» Data provided
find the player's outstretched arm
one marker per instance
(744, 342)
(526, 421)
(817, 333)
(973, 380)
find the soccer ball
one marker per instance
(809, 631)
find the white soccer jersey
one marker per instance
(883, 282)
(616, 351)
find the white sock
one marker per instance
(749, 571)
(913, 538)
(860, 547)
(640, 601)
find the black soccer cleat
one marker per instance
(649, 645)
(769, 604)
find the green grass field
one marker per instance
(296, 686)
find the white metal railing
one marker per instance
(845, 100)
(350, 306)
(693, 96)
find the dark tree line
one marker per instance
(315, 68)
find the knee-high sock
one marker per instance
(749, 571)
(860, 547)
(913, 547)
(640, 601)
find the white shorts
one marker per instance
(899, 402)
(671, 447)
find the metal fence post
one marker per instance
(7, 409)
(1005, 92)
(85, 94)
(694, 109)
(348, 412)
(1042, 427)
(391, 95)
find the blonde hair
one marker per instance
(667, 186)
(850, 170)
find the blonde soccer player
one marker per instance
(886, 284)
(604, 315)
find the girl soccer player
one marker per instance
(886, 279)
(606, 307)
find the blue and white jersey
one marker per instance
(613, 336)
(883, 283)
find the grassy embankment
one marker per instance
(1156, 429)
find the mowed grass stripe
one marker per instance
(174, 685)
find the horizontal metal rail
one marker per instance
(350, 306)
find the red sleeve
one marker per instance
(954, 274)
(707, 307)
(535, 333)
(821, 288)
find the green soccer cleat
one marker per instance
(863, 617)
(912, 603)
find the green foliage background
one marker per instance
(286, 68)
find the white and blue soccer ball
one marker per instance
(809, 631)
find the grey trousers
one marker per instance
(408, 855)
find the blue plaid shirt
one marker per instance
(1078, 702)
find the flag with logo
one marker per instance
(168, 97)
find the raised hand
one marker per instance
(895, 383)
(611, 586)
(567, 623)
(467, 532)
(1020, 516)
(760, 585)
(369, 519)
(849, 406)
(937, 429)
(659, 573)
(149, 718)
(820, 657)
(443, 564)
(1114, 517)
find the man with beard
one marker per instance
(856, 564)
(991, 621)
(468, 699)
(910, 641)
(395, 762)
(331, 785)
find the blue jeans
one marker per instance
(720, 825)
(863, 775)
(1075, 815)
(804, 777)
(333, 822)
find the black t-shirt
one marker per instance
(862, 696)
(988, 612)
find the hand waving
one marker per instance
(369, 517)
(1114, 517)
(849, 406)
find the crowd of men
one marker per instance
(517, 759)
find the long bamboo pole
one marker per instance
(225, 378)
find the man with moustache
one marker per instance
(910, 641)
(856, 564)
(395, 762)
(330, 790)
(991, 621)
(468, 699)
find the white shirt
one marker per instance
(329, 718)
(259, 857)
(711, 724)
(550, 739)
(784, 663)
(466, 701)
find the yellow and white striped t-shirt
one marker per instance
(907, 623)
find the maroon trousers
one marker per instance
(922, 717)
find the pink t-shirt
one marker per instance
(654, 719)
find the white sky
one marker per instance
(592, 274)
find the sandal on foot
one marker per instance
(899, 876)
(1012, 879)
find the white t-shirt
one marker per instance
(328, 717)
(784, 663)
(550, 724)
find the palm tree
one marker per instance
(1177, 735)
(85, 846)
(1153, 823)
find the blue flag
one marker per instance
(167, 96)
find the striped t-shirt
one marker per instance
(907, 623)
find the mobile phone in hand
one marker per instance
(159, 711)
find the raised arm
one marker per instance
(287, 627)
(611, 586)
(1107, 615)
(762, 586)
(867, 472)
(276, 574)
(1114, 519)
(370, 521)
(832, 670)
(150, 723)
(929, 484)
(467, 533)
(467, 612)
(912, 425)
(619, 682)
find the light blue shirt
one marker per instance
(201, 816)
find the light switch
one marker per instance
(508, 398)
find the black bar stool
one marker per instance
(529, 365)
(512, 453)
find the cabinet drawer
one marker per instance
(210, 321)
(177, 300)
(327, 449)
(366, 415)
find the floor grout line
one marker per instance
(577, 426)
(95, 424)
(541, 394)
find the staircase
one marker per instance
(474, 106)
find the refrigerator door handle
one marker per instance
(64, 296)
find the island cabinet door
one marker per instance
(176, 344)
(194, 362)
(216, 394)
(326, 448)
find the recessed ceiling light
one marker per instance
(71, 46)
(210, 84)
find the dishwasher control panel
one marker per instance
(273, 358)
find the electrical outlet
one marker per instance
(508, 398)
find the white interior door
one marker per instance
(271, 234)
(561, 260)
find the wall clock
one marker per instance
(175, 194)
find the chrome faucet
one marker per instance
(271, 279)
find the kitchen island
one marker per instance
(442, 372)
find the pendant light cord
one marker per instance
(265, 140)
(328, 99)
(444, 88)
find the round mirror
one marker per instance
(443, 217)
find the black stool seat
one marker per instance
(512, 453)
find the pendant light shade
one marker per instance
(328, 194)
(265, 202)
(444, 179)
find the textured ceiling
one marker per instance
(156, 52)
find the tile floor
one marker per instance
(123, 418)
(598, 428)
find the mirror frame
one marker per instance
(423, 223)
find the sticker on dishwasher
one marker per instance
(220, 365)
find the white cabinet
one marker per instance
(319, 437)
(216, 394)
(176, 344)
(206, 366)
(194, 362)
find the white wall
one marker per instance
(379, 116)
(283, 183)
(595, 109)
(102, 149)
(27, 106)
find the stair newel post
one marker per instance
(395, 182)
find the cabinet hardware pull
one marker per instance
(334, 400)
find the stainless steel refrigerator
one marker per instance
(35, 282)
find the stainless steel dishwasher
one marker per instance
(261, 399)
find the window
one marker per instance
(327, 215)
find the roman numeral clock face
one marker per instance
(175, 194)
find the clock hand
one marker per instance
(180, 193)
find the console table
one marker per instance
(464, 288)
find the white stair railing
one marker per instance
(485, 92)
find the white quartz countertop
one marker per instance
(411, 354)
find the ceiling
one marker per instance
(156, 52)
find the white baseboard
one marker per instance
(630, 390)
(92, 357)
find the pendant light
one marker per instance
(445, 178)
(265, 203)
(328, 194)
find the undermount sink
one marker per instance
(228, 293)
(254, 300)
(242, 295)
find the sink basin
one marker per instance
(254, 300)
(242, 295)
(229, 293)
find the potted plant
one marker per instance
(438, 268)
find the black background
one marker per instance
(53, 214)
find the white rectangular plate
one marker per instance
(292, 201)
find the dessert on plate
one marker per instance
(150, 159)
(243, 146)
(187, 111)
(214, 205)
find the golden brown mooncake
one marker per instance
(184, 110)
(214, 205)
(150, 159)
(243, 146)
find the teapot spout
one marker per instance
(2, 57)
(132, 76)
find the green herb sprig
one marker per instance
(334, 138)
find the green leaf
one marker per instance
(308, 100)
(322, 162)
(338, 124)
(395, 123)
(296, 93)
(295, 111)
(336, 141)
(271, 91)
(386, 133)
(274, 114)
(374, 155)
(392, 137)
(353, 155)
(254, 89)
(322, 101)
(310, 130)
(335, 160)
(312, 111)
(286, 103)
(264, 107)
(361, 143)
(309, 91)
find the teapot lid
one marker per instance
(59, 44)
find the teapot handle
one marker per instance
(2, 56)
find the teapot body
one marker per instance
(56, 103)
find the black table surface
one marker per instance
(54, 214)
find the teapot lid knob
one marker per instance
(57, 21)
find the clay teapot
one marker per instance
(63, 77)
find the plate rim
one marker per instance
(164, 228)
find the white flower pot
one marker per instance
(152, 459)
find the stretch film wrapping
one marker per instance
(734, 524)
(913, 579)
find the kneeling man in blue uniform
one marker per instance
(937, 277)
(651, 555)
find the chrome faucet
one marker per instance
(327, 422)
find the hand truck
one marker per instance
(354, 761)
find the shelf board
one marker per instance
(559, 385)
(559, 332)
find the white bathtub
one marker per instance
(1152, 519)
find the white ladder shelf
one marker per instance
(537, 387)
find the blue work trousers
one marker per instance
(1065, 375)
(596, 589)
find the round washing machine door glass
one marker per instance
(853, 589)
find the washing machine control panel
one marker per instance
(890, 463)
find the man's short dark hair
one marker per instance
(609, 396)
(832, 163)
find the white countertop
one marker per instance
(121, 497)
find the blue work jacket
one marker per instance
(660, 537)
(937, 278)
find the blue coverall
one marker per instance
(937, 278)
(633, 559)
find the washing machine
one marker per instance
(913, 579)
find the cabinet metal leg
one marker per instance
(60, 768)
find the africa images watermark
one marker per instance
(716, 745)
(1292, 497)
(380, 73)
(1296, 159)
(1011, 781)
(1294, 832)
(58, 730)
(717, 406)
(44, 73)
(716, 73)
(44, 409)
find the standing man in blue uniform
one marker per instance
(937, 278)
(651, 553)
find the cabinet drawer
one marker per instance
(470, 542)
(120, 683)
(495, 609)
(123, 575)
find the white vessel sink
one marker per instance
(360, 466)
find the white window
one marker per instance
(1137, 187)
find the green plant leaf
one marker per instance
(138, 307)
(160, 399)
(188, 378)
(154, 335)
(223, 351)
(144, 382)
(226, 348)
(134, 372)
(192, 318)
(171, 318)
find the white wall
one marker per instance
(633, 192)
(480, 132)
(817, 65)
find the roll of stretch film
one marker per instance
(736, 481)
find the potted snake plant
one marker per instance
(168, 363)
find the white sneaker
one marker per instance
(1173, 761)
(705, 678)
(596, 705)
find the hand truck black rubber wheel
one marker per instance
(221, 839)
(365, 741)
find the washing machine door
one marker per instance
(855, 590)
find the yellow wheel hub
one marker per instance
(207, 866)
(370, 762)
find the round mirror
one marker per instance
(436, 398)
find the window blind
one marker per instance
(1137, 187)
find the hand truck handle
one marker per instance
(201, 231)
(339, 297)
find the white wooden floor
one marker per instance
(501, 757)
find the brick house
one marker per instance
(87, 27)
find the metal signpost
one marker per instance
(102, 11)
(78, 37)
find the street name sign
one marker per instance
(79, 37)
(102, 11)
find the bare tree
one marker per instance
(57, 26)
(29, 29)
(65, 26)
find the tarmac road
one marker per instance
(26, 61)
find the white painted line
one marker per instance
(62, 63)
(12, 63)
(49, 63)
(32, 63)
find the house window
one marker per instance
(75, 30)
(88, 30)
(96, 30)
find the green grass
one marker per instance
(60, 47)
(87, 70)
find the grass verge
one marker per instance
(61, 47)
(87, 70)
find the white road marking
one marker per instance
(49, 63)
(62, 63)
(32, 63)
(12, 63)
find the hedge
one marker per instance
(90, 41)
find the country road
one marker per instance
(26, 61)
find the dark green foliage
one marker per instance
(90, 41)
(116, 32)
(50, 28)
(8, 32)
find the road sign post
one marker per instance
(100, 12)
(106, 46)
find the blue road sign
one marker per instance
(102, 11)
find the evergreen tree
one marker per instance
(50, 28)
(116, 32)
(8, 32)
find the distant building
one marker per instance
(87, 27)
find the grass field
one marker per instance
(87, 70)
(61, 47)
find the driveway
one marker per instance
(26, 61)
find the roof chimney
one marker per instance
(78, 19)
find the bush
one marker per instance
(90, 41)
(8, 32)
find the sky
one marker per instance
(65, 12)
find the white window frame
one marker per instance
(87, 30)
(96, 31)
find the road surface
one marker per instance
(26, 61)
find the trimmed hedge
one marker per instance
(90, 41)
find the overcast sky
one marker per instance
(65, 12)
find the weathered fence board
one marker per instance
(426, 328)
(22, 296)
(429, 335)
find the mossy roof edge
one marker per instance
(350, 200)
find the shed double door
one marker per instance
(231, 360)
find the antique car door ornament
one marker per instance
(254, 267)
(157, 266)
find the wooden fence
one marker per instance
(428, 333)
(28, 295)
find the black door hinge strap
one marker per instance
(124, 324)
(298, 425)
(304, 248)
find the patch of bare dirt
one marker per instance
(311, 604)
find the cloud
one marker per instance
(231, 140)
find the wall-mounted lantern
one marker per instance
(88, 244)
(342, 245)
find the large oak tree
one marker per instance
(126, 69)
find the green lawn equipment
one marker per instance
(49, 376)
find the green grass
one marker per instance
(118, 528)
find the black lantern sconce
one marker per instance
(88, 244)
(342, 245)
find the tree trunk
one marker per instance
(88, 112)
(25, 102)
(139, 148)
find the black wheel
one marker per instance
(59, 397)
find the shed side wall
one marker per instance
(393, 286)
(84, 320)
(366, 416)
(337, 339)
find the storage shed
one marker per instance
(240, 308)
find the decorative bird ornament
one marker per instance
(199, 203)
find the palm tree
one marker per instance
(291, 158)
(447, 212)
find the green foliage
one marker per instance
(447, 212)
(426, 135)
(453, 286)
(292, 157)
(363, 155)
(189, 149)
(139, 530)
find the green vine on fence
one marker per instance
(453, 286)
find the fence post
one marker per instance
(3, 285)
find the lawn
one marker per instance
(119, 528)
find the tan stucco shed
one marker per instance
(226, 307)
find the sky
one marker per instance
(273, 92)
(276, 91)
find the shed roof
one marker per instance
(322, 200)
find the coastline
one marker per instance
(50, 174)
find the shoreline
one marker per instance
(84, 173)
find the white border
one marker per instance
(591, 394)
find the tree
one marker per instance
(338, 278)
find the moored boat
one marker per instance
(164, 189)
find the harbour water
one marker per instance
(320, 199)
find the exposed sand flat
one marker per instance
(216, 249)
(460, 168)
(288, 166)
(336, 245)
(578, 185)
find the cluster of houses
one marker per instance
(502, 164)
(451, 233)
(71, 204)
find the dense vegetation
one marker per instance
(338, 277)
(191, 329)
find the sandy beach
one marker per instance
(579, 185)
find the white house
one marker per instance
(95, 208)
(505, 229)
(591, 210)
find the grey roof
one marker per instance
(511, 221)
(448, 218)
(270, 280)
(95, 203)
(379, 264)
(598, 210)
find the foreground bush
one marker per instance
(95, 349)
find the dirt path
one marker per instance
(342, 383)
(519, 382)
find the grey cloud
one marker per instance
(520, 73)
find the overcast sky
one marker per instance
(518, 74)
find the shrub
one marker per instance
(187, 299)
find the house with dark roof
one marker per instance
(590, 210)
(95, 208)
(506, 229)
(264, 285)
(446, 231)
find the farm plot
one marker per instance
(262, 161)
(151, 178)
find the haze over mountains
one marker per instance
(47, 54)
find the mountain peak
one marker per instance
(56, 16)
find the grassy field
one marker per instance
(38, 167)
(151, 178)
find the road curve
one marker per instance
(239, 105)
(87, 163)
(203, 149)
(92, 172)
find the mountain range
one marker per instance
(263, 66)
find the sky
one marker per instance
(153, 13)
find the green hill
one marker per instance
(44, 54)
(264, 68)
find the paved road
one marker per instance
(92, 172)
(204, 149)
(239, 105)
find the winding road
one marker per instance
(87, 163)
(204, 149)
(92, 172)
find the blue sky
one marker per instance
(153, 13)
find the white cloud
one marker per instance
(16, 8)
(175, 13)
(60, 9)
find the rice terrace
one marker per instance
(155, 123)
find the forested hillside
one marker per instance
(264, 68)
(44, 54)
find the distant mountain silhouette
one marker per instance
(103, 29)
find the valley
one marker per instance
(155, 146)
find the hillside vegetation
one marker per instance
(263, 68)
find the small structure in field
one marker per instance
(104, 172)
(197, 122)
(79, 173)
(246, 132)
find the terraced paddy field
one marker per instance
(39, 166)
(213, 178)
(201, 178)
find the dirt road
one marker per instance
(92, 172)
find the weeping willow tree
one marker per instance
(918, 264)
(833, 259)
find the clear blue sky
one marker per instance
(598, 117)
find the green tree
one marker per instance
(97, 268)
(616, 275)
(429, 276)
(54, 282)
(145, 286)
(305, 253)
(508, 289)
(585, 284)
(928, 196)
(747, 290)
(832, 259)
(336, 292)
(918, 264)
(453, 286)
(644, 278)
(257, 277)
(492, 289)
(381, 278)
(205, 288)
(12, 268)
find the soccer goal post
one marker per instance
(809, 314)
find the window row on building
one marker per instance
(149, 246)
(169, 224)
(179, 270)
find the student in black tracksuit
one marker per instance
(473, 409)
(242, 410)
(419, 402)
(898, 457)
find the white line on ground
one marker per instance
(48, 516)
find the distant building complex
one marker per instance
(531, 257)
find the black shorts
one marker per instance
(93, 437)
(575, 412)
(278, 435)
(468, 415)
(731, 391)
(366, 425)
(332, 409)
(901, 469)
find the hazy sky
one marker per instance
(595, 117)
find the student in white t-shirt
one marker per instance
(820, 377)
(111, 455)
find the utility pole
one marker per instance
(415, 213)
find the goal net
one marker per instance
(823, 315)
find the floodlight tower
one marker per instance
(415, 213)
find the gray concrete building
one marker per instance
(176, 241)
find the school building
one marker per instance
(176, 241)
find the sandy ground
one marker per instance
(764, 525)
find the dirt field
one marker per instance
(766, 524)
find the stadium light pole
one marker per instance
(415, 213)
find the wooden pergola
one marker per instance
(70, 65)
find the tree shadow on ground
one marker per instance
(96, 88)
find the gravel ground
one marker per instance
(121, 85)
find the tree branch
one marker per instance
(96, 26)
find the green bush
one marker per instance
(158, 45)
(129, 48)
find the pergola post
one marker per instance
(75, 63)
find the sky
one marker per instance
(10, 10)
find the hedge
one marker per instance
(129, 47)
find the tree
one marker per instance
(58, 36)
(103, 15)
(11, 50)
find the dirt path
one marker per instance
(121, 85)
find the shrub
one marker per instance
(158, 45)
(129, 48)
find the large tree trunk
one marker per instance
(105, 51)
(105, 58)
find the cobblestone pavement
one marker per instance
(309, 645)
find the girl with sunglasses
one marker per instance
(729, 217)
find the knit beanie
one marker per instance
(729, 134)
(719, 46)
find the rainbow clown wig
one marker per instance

» Task instructions
Print the listing word for word, starting at its first line and stopping after the line that contains "(1156, 429)".

» Written reply
find the player's outstretched arm
one marker per instance
(744, 342)
(526, 421)
(817, 333)
(973, 380)
find the soccer ball
one marker per instance
(809, 631)
find the white soccer jersey
one marker per instance
(883, 282)
(616, 351)
find the white sock
one marker per instance
(749, 571)
(913, 538)
(860, 547)
(640, 601)
find the black soccer cleat
one marker per instance
(649, 645)
(769, 604)
find the green grass field
one marker per instance
(296, 686)
find the white metal railing
one marker per instance
(845, 100)
(350, 306)
(693, 96)
find the dark tree line
one marker per instance
(315, 68)
find the knee-high sock
one marker per instance
(749, 571)
(860, 547)
(913, 547)
(640, 601)
find the white shorts
one marker per instance
(899, 402)
(671, 447)
find the metal fence post
one marker per instance
(7, 409)
(1005, 92)
(85, 94)
(694, 109)
(348, 412)
(1042, 427)
(391, 95)
find the blonde hair
one marker per instance
(667, 186)
(850, 170)
find the blonde soccer player
one marker per instance
(886, 284)
(604, 315)
find the girl soccer player
one marker per instance
(886, 279)
(606, 307)
find the blue and white jersey
one marker per instance
(613, 336)
(883, 283)
find the grassy embankment
one marker per instance
(1156, 429)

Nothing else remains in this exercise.